Indonesia, U.S. airborne operation spotlights interoperability, enduring relationship


The Indonesian National Armed Forces, known as the Tentara Nasional Indonesia (TNI), and the United States Army’s 82nd Airborne Division recently conducted a joint forcible entry operation (JFEO). It took place during exercises designed to enhance the U.S. military’s ability to dynamically deploy forces, build trust and interoperability with allies and partners and employ emerging multidomain capabilities through innovation and experimentation.

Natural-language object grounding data
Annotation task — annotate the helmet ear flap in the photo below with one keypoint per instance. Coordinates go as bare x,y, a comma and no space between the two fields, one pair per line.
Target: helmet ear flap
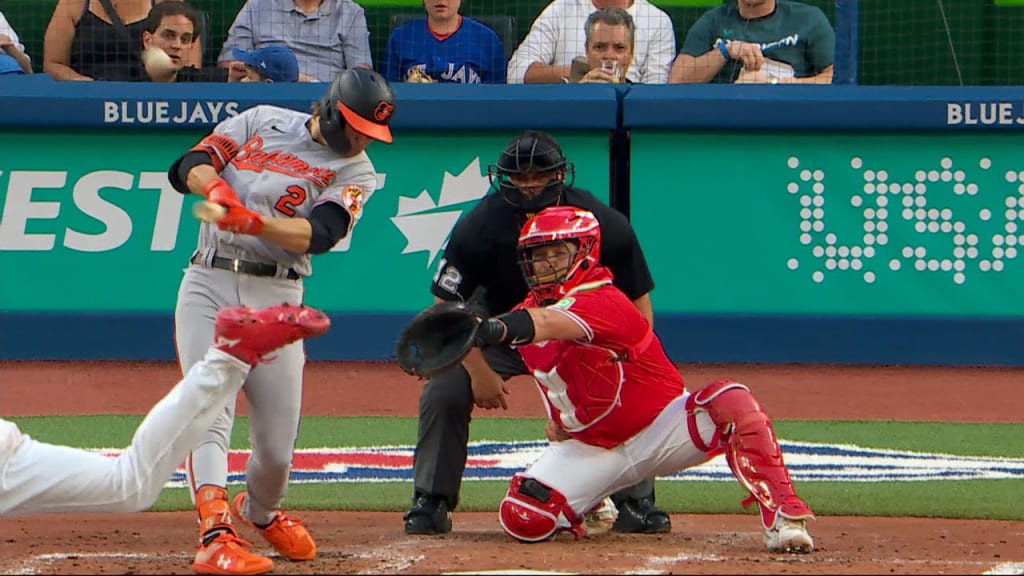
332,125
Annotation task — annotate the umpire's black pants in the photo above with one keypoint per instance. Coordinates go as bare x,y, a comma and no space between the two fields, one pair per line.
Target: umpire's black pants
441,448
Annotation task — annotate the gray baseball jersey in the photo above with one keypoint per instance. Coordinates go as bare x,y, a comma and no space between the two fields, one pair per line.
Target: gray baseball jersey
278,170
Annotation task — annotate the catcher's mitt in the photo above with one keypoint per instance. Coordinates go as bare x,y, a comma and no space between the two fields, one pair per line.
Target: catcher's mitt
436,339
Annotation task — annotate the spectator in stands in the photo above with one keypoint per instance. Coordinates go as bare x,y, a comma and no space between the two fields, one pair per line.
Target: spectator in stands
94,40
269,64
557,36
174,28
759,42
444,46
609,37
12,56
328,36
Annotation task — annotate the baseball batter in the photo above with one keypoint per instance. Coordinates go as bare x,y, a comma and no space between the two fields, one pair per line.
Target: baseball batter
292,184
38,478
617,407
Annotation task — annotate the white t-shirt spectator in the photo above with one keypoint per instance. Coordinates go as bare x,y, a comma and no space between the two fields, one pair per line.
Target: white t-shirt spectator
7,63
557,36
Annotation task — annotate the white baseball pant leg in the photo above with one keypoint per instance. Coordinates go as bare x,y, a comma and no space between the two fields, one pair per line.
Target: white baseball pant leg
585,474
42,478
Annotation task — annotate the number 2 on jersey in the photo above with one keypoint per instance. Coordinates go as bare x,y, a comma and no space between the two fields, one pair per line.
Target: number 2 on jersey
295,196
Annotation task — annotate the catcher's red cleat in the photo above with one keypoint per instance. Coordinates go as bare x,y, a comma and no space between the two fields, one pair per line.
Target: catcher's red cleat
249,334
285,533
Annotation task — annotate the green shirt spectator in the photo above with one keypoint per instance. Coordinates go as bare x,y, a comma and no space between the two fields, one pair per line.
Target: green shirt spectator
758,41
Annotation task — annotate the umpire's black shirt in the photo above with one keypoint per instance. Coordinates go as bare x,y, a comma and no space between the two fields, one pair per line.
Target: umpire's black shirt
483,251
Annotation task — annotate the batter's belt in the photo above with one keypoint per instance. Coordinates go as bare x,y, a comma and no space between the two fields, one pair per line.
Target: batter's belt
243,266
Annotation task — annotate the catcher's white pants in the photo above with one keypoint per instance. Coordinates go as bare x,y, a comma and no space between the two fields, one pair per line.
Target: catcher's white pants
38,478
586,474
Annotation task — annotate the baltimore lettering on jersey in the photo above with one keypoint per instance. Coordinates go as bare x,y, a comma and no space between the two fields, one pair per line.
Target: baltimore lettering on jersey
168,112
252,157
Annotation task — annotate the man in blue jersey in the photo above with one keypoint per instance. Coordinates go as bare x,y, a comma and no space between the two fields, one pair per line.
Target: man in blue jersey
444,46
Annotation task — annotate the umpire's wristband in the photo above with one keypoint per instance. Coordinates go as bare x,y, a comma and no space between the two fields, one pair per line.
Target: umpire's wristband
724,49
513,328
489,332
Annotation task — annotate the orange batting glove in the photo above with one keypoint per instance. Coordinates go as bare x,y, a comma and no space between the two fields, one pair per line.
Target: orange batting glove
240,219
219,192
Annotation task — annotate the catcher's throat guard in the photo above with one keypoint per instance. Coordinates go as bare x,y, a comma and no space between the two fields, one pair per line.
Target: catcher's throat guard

▸ Problem to solve: Resume the article on the Indonesia–U.S. airborne operation, picking up after its last sentence.

▸ Exercise result:
The JFEO featured Indonesian and U.S. Forces conducting airborne operations as part of the 15th annual Garuda Shield, a two-week exercise held in August 2021 and sponsored by the U.S. Army Pacific (USARPAC) and hosted by the TNI. U.S. Pacific Air Force (PACAF) played a key role in the success of the TNI and U.S. Army airborne operations during Garuda Shield. Airborne operations are inherently complex, and the exercise also demonstrated the speed and lethality of USAPRAC and PACAF’s joint air operations. (Pictured: Airborne troops from the Indonesian National Armed Forces and the United States Army conduct a joint forcible entry operation at Baturaja Training Area, Indonesia, in August 2021.)

“This joint training exercise between our armies is very important because of the experience we are gaining from each other,” said Maj. Eko Damuna Prasetyo, deputy commander of the TNI’s 305th Airborne Battalion. “It continues to build a strong partnership and relationship.”

About 850 Indonesian Soldiers and 1,000 U.S. Soldiers participated in Garuda Shield 2021, the nations’ largest bilateral military exercise. Through training and cultural exchanges, the exercise seeks to enhance interoperability in support of a Free and Open Indo-Pacific.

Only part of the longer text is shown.